§ Outline annotation data:
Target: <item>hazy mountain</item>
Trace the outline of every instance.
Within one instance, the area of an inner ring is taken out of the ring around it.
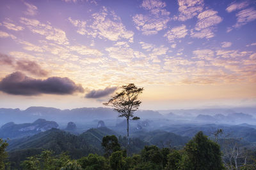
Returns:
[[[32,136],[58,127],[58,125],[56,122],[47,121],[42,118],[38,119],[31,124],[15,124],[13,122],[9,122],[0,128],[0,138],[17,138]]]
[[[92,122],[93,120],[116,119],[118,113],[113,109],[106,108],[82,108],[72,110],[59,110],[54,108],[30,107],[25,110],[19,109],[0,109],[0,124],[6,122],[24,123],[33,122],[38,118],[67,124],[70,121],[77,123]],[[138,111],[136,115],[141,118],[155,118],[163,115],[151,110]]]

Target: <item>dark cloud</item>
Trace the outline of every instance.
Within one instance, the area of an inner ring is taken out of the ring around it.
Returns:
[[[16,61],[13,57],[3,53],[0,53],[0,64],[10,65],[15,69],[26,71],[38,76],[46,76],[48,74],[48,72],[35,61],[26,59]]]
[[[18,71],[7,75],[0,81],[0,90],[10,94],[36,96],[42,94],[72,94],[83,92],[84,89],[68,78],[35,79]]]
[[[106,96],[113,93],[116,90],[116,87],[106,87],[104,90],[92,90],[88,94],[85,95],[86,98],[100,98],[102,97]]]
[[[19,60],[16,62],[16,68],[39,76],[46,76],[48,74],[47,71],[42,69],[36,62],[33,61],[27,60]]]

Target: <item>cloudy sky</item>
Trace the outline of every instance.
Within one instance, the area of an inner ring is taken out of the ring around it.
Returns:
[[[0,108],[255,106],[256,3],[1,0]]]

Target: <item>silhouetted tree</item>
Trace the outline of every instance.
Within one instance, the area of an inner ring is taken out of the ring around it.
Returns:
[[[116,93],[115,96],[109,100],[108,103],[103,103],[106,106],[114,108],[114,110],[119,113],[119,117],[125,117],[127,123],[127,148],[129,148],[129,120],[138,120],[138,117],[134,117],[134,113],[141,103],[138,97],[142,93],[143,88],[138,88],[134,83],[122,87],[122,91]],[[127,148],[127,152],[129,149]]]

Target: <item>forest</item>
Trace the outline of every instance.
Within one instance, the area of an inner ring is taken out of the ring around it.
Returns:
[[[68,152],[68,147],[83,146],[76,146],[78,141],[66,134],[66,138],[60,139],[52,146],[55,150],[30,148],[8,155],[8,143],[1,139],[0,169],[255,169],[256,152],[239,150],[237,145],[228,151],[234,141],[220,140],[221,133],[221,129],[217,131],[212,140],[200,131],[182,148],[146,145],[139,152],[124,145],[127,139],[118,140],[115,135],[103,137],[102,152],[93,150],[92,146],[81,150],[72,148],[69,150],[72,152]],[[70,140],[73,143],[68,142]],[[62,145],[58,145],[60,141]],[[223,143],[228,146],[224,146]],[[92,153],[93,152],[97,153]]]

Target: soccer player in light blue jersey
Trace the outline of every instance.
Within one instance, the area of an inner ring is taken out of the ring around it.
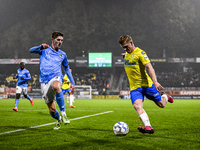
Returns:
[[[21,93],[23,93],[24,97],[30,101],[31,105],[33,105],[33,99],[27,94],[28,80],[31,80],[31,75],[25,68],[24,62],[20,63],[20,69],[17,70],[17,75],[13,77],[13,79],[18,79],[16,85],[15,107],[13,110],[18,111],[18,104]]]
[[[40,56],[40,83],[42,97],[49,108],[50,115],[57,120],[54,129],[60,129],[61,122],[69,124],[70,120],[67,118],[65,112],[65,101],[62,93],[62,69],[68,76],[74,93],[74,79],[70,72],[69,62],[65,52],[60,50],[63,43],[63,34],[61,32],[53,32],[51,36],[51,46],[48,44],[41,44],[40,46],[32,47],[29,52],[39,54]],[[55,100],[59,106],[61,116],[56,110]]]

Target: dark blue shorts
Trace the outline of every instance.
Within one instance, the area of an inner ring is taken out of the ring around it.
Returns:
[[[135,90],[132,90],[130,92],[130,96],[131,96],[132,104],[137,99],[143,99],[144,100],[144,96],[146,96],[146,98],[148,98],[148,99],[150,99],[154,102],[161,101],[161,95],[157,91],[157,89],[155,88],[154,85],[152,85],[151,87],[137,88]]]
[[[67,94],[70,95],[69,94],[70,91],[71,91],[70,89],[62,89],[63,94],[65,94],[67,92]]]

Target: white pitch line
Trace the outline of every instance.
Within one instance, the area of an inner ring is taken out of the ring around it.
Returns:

§ Directions for this task: Extract each line of the data that contains the string "Target". The match is case-sensitive.

§ Complete output:
Target: <item>hazy mountain</item>
Target: <item>dark cloud</item>
Target: <item>cloudy sky</item>
Target: <item>silhouetted tree</item>
Target: <item>forest</item>
Target: soccer player in light blue jersey
Target: dark blue shorts
Target: white pitch line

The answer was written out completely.